▸ **Aim of the task**
Answer these questions from the speech below:
1. In what year did the speaker graduate from college?
2. In which two countries did the speaker witness a sense of change before November 4th?
3. Which graduating class does the speaker congratulate at the close?

▸ **Article**
Finally, and perhaps most fundamentally, all of the graduates assembled here today and, indeed, every one of us here today, are moving into an era in which deeply embedded notions of power and authority are going to be called into sharp relief.  For the past several decades, the dominant ideology of American society stressed that power lay in the market, in the invisible hand that rewarded hard work and smart ideas.  We can argue, if you'd like, over a drink later, whether this was a correct or incorrect ideology.  We can debate whether it delivered positive or negative outcomes.  What is incontrovertible, though, is that this world view is gone, and that a new one is going to have to be created. 

In the process, we—you—are going to have to redefine how markets work and why they fail.  You are going to have to rethink the basic connection between business and government, between the power of the state and private industry.  You are going to have to reconceive the basic meanings of success and what it means to live in a prosperous society.  These are big tasks with even bigger implications.  Why shouldn't they be tackled and broached and ultimately solved by Barnard women? 

I graduated college in 1984.  It was a time of relative prosperity and political stability.  It was safe, but it was boring.  So I found myself, to my parents' shock, visiting Poland a lot in the mid-1980s, observing the rise of Solidarity and the embrace of democracy and market capitalism going on there.  And then I found myself in South Africa, watching, every year now since the mid-1990s, how this extraordinary country has dealt with the end of apartheid and the embrace of a truly multicultural identity.  In both of those countries, in both of those moments of time, I felt the sense of change, and I wanted to be part of it. 

I hadn't felt that sense until November 4th in this country, when, like most of you, I joined the crowds on Broadway and confessed to my son that I had never experienced anything like that night in my life in this country, because what I felt and I saw on Broadway was what I had felt earlier in Poland and in South Africa:  a sense of change; a palpable sense of possibility, of turning, as our speaker today so clearly embodies, the impossible into the real. 

Very few generations have the luck to come of age during a massive inflection point in history, during a time when things move so quickly you can actually see them, and when individuals have the opportunity to change not only the course of their own lives but the course of the world around them.  This time, your time, is one of those moments.  Seize it.

On behalf of the trustees, faculty and administration of Barnard College, I congratulate you, the class of 2009.

▸ **Information shown**
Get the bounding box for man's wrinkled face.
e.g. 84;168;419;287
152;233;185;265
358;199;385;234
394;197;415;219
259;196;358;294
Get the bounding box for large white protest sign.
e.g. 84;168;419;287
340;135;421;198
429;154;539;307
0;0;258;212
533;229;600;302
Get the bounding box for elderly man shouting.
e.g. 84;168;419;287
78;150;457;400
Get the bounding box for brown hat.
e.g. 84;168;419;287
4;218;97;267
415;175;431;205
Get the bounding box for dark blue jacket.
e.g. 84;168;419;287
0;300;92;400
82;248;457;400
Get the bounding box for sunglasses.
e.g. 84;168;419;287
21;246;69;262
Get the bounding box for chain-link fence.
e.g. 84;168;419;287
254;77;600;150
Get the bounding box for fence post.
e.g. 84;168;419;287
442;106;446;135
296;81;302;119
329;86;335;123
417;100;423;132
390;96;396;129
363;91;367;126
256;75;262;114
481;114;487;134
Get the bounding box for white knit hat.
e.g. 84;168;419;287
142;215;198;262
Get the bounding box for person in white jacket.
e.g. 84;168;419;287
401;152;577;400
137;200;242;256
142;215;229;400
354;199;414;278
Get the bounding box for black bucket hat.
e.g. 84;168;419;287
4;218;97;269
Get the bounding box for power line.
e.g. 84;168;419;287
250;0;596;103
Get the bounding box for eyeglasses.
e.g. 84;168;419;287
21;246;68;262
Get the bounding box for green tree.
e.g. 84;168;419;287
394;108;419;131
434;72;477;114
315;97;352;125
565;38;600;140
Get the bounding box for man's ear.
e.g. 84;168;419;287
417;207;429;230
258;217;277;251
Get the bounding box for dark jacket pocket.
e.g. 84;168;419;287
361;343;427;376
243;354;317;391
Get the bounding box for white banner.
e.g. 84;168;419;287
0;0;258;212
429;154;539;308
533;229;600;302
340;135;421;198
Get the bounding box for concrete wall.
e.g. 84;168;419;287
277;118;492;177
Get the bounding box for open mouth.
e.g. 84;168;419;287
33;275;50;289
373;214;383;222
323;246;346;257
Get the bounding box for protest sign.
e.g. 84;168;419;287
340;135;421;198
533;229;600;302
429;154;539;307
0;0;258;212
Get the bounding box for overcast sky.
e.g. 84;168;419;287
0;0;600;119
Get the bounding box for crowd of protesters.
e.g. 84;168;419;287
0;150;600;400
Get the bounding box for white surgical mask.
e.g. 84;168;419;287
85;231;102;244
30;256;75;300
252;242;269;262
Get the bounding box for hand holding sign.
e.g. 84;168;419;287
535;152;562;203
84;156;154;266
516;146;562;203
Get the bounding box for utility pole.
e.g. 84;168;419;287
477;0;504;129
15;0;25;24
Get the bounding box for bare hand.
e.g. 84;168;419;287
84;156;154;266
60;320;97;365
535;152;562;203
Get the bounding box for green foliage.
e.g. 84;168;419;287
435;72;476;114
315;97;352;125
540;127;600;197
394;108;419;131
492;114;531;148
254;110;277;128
--
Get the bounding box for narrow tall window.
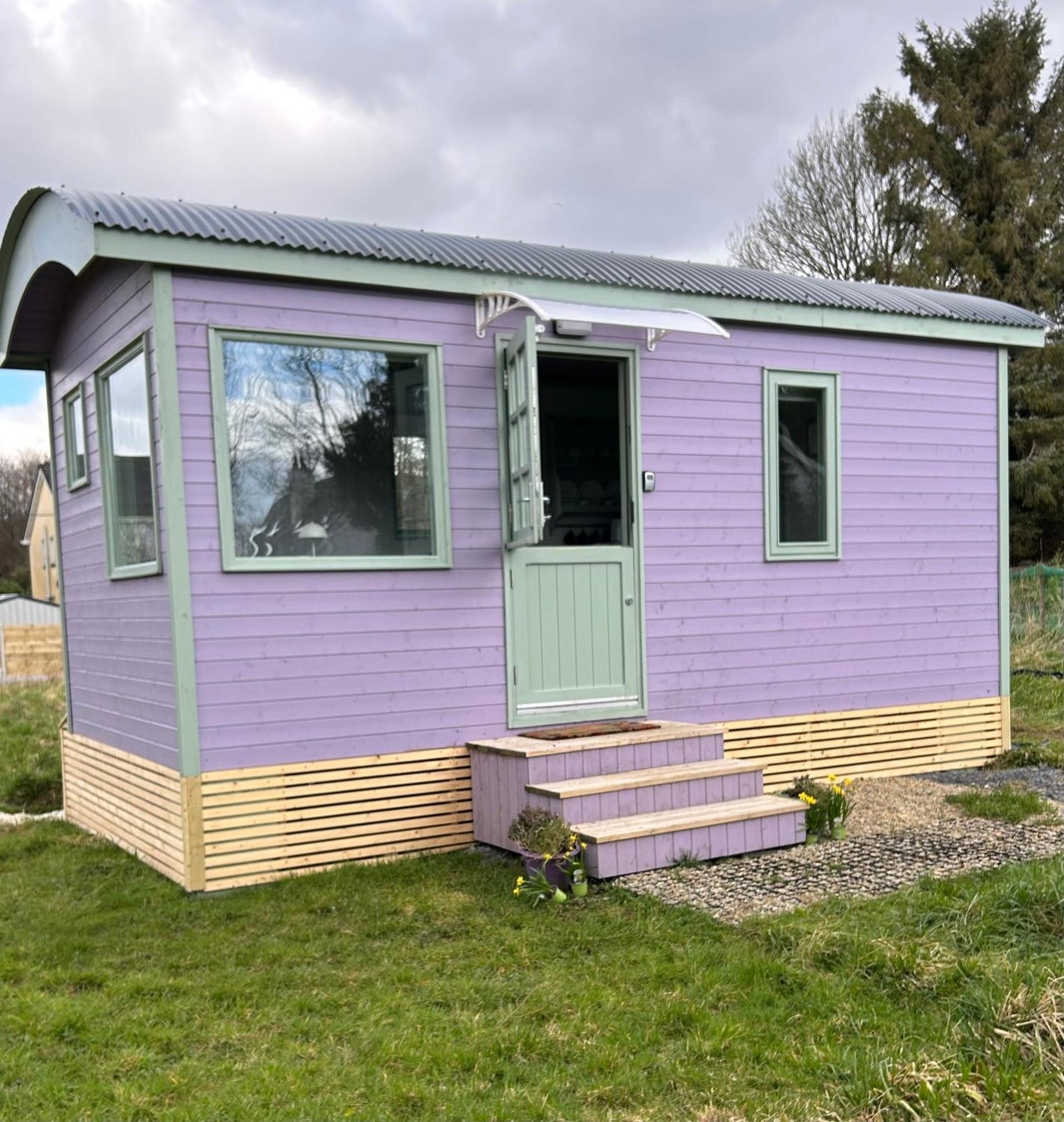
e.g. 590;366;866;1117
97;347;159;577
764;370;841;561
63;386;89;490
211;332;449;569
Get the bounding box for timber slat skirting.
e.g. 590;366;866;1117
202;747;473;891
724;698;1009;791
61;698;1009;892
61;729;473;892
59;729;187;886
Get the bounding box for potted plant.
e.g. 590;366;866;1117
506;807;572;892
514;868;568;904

▸ **Worked answer**
1. 1984
2. Poland and South Africa
3. The class of 2009 of Barnard College